--- START EXTRACTED RECORDS ---
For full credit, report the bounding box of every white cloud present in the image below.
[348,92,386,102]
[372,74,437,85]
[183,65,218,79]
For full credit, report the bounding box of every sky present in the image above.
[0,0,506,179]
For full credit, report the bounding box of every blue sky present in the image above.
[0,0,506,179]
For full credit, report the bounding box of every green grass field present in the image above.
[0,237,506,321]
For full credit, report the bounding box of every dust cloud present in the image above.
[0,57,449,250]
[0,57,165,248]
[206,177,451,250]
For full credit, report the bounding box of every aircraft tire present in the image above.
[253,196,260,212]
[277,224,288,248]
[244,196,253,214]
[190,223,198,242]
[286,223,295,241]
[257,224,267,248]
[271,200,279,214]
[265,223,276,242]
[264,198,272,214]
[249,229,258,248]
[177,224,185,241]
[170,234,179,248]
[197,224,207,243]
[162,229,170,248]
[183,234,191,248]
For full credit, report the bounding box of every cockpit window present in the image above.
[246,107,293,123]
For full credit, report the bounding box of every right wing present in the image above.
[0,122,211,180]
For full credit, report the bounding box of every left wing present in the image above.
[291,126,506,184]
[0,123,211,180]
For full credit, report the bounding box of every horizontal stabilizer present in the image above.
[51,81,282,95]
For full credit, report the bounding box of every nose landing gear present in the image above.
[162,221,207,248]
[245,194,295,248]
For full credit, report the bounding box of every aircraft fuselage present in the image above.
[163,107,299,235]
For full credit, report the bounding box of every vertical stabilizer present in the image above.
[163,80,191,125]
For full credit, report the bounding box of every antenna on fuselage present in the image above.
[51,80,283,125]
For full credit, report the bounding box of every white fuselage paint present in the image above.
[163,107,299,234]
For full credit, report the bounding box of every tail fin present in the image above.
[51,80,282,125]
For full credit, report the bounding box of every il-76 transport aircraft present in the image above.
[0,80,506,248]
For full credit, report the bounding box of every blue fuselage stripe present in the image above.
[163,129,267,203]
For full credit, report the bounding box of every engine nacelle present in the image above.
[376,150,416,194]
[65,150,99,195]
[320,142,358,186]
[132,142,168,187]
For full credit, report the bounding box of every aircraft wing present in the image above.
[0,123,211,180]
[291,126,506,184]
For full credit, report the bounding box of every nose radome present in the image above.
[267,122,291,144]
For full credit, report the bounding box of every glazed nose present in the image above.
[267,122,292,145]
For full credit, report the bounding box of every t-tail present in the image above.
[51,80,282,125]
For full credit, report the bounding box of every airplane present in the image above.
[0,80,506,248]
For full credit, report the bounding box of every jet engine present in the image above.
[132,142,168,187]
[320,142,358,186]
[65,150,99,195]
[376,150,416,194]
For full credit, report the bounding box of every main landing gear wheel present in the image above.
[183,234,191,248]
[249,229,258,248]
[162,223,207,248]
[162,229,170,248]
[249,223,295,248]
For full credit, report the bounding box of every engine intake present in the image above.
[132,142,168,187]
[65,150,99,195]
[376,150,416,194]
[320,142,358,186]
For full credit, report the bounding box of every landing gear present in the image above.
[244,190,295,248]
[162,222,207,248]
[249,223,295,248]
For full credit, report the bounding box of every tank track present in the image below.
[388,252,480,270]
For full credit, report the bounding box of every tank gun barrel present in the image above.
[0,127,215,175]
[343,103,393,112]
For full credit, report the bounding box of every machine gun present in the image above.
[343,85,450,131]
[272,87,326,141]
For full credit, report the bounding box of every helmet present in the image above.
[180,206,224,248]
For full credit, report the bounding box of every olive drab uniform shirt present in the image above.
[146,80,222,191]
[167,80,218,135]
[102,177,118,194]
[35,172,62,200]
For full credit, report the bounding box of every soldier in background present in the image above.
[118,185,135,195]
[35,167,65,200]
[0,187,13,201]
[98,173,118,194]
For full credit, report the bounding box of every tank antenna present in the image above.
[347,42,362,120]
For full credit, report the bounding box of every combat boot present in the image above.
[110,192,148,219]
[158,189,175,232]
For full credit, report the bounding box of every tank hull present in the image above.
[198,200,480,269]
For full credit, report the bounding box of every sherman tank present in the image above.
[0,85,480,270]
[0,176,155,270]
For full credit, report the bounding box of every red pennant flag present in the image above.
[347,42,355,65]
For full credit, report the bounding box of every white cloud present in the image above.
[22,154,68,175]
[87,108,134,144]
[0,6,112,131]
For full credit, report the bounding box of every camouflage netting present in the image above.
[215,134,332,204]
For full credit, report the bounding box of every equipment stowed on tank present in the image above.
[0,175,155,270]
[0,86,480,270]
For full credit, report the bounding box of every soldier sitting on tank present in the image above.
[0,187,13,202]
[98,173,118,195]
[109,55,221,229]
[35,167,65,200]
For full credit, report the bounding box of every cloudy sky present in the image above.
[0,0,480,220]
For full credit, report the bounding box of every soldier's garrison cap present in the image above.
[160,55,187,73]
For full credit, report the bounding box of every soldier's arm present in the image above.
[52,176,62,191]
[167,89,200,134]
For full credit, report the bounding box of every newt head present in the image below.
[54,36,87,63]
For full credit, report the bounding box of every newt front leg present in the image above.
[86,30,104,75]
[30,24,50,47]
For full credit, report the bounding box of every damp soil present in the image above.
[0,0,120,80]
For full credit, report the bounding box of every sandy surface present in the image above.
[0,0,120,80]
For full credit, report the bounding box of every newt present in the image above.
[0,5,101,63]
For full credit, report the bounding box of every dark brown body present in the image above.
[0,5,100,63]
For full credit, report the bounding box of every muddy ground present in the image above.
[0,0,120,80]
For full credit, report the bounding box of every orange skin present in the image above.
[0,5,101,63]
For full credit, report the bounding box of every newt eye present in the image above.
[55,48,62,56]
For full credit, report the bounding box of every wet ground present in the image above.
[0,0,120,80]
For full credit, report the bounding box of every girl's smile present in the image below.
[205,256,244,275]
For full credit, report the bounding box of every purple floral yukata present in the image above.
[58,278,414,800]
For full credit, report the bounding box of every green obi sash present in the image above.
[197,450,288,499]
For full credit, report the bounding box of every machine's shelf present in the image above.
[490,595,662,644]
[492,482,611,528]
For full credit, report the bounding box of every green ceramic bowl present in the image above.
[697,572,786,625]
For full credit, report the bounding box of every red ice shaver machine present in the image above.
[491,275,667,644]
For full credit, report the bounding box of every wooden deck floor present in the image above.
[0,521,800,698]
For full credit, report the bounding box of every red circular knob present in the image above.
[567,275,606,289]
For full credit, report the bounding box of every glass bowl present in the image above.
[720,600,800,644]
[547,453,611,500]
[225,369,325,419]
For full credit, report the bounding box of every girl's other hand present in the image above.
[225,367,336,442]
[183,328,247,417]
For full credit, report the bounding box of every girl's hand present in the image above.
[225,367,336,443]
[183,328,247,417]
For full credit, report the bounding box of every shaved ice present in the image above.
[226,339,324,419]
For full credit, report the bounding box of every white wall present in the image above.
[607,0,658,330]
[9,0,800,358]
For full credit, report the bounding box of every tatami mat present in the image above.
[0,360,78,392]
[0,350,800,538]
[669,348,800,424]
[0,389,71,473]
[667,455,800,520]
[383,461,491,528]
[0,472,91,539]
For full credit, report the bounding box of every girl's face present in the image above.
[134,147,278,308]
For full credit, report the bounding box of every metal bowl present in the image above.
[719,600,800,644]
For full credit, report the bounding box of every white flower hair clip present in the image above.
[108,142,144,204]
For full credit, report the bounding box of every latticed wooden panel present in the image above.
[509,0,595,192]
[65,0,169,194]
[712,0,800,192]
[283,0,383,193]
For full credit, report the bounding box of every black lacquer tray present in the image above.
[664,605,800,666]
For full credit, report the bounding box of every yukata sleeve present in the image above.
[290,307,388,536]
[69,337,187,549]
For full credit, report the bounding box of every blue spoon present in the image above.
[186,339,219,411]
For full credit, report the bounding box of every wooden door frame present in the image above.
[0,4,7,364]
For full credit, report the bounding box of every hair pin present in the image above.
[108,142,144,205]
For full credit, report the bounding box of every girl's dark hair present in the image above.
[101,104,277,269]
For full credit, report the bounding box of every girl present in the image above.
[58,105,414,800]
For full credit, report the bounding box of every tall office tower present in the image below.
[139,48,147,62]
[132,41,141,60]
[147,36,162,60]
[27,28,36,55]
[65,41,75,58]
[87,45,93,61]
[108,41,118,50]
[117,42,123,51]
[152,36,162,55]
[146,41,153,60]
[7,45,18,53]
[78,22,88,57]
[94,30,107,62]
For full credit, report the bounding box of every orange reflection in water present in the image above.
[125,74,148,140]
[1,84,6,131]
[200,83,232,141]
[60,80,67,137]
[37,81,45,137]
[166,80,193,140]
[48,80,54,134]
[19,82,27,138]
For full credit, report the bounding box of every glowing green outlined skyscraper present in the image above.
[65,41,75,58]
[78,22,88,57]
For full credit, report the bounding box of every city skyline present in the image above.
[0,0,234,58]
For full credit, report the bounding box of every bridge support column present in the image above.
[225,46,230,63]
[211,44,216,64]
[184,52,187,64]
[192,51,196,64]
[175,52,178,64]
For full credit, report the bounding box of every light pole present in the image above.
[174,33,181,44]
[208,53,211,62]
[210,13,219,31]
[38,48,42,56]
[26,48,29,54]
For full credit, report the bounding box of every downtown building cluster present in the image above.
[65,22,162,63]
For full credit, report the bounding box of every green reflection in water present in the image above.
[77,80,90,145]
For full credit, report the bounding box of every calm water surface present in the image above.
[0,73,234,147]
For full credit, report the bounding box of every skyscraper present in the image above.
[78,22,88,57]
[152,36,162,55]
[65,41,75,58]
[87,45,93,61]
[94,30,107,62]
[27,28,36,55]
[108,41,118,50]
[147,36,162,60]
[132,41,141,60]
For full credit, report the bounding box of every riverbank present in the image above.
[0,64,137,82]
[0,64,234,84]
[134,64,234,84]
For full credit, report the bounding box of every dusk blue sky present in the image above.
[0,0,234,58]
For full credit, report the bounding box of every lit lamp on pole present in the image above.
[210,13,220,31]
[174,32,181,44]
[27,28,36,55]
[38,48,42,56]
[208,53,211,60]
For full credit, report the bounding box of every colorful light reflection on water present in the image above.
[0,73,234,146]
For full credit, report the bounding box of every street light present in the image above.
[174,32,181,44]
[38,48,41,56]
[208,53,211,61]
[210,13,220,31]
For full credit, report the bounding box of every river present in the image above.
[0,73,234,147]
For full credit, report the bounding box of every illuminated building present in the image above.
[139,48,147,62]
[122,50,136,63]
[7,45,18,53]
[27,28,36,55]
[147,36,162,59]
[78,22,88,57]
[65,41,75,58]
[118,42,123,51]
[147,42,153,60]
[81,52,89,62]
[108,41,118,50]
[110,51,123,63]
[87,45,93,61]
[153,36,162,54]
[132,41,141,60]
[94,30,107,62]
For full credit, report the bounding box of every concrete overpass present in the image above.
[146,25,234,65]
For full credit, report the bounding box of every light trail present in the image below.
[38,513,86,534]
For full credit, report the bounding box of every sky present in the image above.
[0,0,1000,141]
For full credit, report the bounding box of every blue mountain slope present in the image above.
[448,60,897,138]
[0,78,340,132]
--- END EXTRACTED RECORDS ---
**TASK REQUIREMENTS**
Render everything in the material from the line containing "For full credit, report the bounding box of every soldier in" down to the line containing "[347,42,362,120]", both included, as a numbered list with blank lines left out.

**EXERCISE OUTPUT**
1. For full credit, report the bounding box of every soldier in background present in the image above.
2. [118,185,135,195]
3. [35,167,65,200]
4. [0,187,13,201]
5. [98,173,118,194]
6. For full credit, report the bounding box of every tank antenna present in the image above.
7. [347,42,362,120]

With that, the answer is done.